— START Provided passage —

[llvm-dev] [RFC] Coding Standards: "prefer `int` for regular arithmetic, use `unsigned` only for bitmask and when you intend to rely on wrapping behavior."

Stefan Teleman via llvm-dev llvm-dev at lists.llvm.org
Thu Jun 13 09:58:25 PDT 2019


On Wed, Jun 12, 2019 at 9:21 PM Chandler Carruth via llvm-dev
<llvm-dev at lists.llvm.org> wrote:
>
> FWIW, the talks linked by Mehdi really do talk about these things and why I don't think the really are the correct trade-off.
>
> Even if you imagine an unsigned type that doesn't allow wrapping, I think this is a really bad type. The problem is that you have made the most common value of the type (zero in every study I'm aware of) be a boundary condition. Today, it wraps to a huge value if you cross it. Afterward, it would trap. Both are super surprising.
[ ... ]
> Any or all of these seem significantly preferable to the readability concerns I outline above, at least to me. This is why I am still *strongly* in favor of signed types and assertions around value at known points where the value should obey that assertion.

— END Provided passage —
— START Provided information —

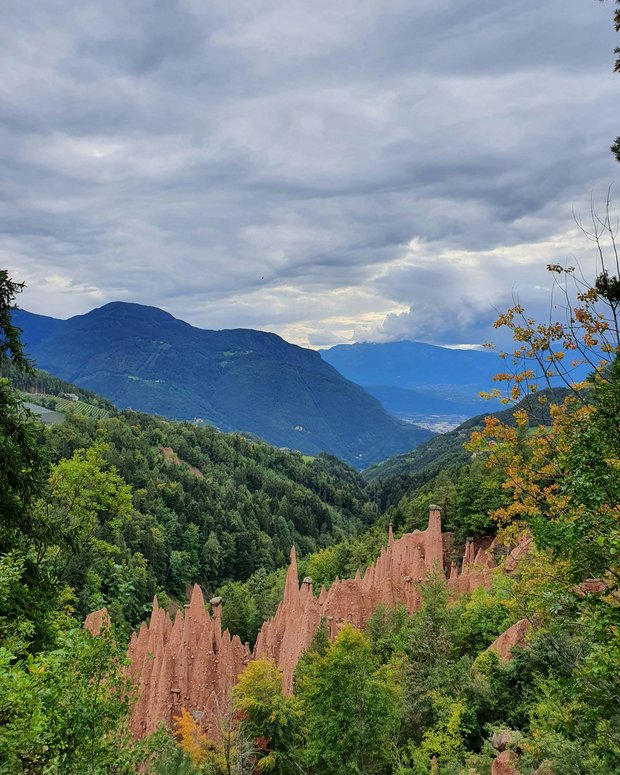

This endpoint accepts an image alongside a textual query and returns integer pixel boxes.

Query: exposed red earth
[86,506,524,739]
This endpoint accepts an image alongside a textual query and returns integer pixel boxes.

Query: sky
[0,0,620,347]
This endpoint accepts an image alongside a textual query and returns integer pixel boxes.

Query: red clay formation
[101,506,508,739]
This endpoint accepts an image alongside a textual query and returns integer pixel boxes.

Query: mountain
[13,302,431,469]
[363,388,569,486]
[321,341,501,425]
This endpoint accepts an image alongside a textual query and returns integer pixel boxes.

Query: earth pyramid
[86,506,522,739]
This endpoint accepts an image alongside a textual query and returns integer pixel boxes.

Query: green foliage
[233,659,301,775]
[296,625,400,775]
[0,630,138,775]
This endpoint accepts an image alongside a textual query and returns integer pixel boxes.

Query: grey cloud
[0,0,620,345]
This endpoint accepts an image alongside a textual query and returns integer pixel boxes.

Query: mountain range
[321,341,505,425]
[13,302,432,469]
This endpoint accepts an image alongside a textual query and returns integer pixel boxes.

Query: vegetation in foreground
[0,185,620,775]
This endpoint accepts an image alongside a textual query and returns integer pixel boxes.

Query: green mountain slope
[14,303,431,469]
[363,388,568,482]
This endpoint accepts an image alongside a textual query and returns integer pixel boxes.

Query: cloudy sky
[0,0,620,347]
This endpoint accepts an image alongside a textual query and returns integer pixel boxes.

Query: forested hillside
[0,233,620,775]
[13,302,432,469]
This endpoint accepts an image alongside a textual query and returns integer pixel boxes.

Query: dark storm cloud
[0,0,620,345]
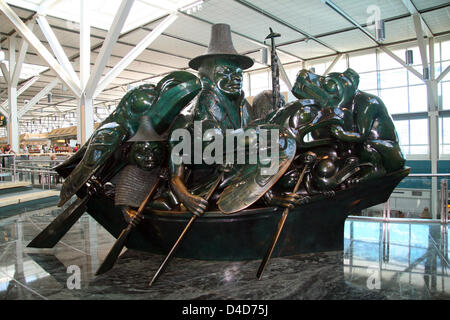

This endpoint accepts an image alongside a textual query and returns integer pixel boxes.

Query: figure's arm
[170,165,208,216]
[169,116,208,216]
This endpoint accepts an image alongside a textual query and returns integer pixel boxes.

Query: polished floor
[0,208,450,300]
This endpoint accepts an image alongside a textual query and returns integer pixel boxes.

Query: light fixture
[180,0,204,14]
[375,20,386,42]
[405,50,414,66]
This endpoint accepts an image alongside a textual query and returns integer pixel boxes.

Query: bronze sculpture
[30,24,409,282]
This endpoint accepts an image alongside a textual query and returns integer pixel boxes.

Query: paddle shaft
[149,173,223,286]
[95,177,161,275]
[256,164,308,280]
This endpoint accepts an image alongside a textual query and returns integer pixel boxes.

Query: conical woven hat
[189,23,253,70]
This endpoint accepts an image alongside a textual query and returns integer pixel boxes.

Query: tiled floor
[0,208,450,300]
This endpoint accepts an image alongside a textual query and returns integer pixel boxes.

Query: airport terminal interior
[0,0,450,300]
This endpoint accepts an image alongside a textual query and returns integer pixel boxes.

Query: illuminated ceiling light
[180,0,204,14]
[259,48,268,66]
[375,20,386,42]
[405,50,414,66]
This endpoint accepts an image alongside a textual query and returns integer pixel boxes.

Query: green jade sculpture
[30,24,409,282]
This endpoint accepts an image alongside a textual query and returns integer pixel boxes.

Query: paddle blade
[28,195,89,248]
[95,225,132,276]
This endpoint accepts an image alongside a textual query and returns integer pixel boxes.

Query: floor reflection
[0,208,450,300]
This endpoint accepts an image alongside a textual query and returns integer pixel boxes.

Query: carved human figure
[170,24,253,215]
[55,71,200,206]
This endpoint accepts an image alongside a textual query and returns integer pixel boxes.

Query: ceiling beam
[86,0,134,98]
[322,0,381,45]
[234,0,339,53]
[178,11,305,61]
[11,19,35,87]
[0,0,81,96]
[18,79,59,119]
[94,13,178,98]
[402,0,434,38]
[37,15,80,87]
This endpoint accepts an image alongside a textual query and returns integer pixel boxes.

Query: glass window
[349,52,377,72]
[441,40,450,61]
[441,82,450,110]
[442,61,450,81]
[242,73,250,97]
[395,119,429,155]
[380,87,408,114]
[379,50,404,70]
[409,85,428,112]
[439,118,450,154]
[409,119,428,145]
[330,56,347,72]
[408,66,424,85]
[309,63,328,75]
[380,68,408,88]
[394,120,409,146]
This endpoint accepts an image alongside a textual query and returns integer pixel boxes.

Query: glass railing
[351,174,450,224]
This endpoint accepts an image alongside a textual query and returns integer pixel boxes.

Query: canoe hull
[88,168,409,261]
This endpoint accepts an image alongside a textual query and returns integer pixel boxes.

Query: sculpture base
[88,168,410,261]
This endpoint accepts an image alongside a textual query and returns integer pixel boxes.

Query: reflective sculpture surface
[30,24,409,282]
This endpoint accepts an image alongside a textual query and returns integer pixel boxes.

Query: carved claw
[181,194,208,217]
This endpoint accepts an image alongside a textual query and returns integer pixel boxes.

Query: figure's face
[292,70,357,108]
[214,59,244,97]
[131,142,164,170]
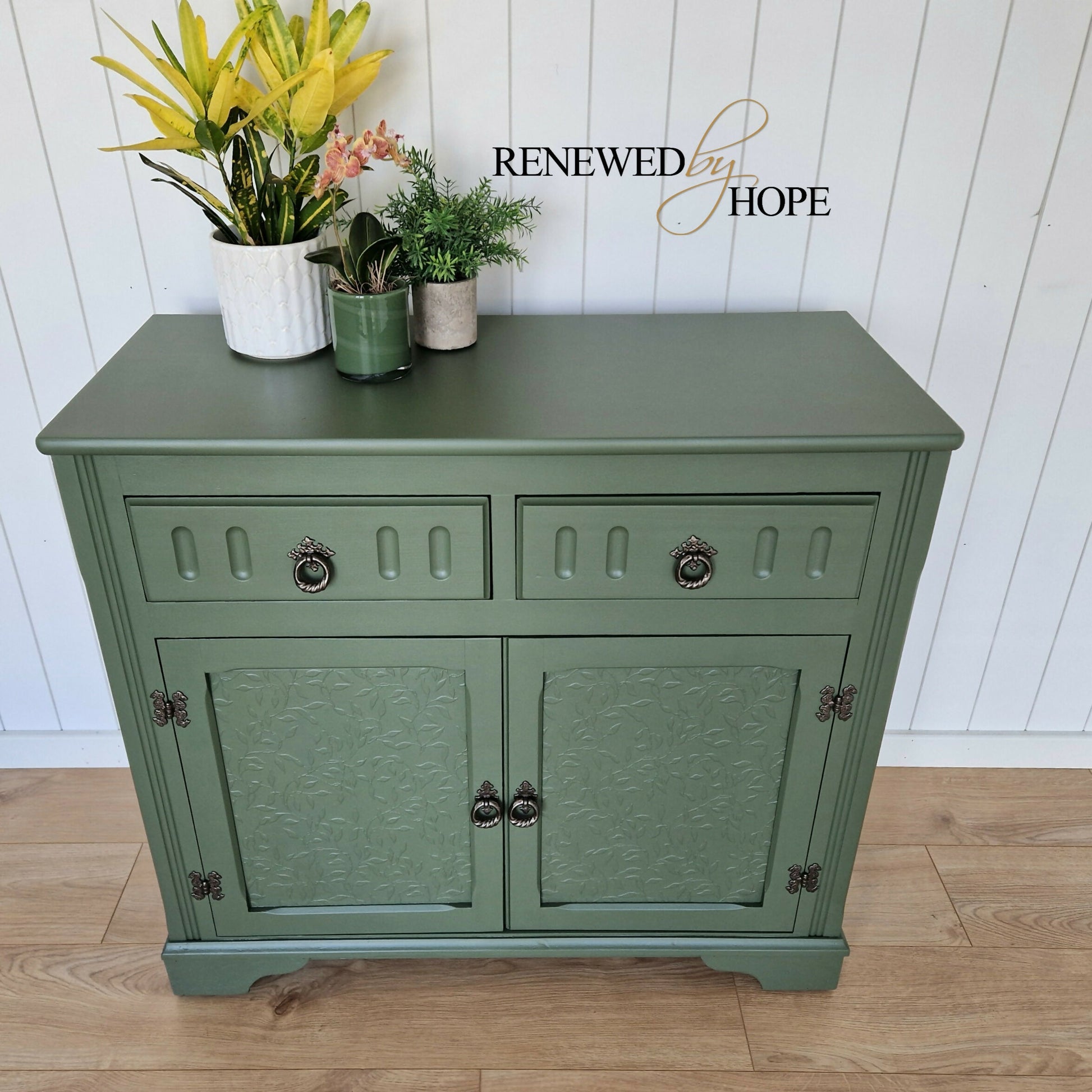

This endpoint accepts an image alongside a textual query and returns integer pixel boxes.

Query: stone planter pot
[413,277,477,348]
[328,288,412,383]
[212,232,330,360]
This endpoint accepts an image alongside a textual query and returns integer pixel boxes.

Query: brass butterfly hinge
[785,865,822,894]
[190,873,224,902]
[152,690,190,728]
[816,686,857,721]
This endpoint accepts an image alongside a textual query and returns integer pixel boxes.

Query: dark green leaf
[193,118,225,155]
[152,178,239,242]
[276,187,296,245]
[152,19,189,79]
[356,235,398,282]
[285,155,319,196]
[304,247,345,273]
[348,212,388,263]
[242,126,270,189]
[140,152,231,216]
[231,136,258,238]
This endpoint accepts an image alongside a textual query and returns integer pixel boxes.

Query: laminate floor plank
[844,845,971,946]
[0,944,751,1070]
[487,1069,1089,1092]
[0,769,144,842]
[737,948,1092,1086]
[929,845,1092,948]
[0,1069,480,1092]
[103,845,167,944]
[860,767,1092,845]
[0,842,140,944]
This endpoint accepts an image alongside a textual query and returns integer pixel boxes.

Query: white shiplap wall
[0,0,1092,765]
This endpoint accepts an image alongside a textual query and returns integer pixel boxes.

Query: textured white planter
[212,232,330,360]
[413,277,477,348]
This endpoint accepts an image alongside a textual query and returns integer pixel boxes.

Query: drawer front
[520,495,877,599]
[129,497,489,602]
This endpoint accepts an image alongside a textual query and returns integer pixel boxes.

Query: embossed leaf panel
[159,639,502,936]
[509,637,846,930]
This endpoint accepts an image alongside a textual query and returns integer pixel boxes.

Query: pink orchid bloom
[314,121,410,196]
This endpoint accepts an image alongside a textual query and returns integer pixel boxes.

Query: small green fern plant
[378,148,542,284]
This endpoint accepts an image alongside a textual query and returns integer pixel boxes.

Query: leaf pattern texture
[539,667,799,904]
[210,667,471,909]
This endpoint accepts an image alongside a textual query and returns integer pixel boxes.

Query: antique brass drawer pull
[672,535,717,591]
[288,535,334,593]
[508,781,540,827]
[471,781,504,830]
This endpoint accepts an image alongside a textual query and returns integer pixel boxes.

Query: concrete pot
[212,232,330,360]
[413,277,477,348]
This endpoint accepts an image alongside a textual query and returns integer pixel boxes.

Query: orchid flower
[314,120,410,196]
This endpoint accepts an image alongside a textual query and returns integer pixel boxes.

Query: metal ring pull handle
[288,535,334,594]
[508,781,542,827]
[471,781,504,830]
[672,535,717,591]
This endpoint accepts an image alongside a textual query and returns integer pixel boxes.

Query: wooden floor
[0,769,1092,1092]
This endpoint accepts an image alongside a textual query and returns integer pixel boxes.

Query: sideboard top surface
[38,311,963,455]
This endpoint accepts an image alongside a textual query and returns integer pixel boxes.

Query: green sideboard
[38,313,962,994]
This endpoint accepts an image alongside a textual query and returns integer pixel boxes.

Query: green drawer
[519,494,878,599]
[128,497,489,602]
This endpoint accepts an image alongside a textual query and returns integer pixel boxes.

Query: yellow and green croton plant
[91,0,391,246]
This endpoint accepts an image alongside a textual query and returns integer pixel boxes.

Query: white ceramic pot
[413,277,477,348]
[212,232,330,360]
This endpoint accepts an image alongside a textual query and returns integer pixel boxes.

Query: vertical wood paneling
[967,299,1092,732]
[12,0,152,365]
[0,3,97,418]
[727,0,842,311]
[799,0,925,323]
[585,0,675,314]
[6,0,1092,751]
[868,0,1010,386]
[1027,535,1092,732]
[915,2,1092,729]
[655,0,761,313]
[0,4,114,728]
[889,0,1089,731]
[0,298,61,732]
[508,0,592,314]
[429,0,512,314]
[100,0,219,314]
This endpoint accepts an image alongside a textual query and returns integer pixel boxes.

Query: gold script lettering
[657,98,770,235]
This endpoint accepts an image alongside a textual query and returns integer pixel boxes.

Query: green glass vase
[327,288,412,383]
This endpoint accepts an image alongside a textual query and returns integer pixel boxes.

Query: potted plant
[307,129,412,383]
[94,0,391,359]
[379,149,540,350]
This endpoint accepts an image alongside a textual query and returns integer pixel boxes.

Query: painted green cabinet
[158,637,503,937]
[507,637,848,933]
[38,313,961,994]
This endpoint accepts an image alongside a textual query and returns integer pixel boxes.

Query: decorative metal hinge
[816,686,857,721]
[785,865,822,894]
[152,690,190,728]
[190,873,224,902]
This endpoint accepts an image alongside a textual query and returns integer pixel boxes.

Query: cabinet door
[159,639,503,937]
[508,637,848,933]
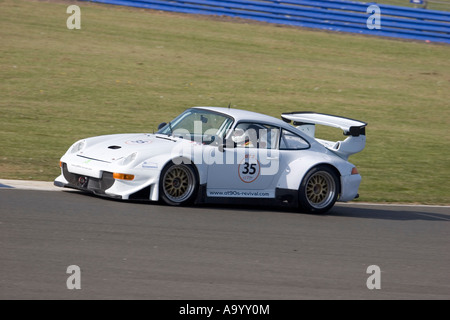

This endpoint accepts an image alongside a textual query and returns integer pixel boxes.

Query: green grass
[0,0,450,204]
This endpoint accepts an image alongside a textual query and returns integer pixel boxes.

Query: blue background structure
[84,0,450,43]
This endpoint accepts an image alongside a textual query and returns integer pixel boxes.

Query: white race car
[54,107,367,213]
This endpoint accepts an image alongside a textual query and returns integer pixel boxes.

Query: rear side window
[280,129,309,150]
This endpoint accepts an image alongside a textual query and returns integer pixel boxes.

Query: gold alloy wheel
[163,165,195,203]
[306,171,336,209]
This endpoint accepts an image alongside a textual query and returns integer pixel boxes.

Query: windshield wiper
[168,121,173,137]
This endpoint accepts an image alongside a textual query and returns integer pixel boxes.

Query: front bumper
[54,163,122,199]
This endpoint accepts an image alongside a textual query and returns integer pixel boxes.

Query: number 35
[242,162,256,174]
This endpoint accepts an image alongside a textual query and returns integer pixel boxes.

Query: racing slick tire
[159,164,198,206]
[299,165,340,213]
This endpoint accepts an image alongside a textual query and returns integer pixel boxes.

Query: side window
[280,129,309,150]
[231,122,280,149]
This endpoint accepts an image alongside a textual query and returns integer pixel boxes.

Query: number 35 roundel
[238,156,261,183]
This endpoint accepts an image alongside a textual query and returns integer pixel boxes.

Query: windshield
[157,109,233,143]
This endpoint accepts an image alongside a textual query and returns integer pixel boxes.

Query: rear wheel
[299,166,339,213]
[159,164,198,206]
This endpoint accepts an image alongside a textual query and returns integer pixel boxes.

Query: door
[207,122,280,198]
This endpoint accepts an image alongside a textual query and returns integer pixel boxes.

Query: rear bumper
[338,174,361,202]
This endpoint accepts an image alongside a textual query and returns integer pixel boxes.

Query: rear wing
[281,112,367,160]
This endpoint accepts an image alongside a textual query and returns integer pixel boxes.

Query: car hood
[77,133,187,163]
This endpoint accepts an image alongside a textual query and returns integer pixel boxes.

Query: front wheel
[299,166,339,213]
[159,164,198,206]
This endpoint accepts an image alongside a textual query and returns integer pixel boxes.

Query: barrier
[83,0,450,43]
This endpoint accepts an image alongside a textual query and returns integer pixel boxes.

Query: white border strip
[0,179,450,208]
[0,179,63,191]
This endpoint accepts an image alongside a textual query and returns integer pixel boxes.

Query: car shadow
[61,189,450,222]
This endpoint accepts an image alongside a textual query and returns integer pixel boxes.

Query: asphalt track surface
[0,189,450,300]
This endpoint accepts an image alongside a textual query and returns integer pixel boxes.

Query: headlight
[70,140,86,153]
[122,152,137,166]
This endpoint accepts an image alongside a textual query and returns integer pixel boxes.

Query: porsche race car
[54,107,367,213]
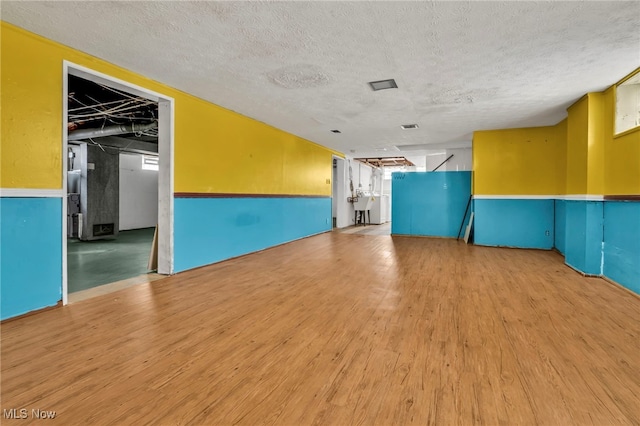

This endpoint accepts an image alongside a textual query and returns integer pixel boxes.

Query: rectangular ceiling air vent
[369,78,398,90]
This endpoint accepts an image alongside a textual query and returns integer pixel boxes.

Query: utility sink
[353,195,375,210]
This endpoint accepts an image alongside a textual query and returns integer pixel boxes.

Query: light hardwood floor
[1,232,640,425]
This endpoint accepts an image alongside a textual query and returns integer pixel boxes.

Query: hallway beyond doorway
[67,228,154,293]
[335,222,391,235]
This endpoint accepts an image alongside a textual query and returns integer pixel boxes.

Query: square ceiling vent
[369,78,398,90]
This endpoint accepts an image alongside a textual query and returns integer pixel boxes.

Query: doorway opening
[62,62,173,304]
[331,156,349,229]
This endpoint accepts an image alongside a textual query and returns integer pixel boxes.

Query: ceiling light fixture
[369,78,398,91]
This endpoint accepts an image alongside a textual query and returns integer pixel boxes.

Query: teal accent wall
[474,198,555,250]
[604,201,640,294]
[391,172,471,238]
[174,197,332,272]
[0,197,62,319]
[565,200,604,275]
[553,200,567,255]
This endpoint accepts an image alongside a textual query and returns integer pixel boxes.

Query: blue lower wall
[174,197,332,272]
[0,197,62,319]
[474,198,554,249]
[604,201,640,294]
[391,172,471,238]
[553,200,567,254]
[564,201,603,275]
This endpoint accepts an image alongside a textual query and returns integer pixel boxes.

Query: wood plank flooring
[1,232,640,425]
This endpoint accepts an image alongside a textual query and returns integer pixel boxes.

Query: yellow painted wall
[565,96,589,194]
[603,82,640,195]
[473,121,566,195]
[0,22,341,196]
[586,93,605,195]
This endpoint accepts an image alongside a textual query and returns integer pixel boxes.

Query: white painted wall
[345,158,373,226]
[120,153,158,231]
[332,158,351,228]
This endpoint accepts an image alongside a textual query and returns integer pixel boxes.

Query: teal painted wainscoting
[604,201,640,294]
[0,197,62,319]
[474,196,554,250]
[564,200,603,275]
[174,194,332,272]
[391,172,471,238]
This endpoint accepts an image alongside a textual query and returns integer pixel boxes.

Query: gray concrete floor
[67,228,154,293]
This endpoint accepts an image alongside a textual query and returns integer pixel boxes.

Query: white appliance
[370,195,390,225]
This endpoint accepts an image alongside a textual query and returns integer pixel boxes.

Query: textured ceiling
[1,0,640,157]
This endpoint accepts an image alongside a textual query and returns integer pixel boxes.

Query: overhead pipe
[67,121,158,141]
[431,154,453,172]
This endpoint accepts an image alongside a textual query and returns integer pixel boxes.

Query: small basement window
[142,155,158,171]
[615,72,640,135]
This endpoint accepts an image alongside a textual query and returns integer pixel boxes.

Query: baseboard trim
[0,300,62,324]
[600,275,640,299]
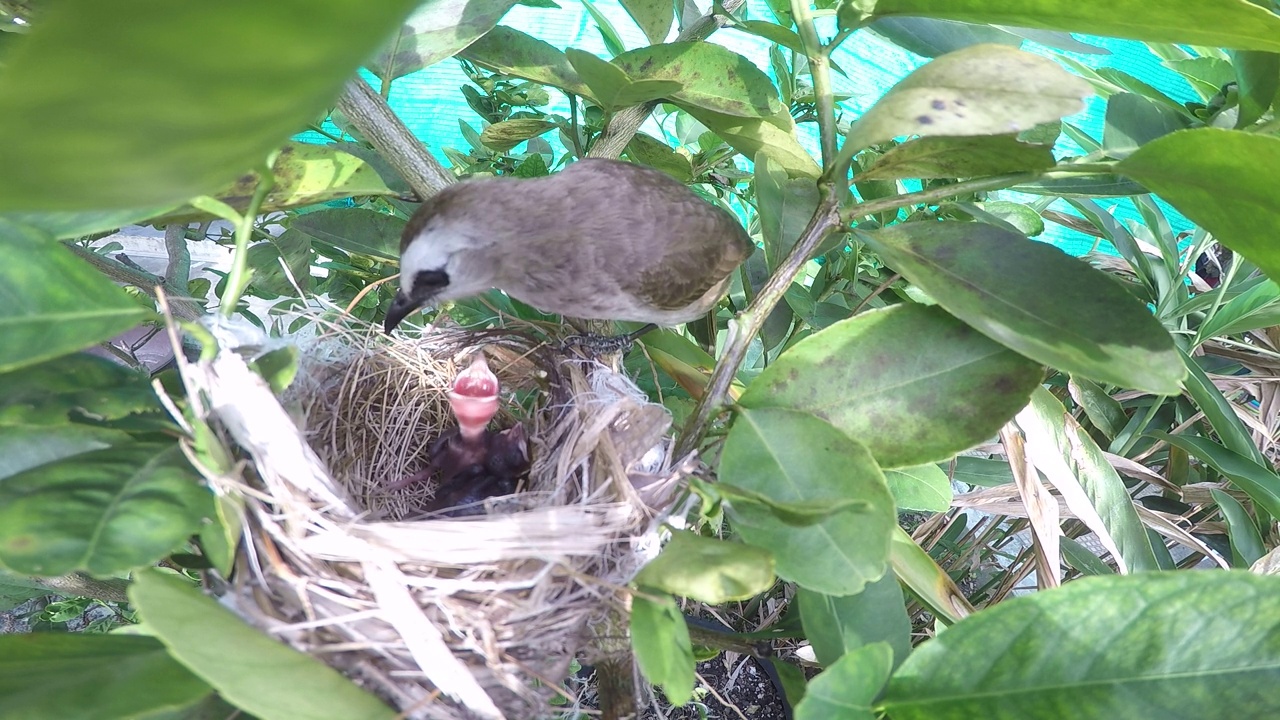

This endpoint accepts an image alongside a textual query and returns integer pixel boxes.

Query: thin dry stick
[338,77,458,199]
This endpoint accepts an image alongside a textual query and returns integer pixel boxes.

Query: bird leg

— END Provided information —

▶ **Exercise prompt**: Reproduce the part of the mailing-list post about signed and unsigned integer types that opens with the words "On Wed, Jun" and closes with "obey that assertion.", swapping "boundary condition" for "edge case".

▶ **Expected answer**:
On Wed, Jun 12, 2019 at 9:21 PM Chandler Carruth via llvm-dev
<llvm-dev at lists.llvm.org> wrote:
>
> FWIW, the talks linked by Mehdi really do talk about these things and why I don't think the really are the correct trade-off.
>
> Even if you imagine an unsigned type that doesn't allow wrapping, I think this is a really bad type. The problem is that you have made the most common value of the type (zero in every study I'm aware of) be a edge case. Today, it wraps to a huge value if you cross it. Afterward, it would trap. Both are super surprising.
[ ... ]
> Any or all of these seem significantly preferable to the readability concerns I outline above, at least to me. This is why I am still *strongly* in favor of signed types and assertions around value at known points where the value should obey that assertion.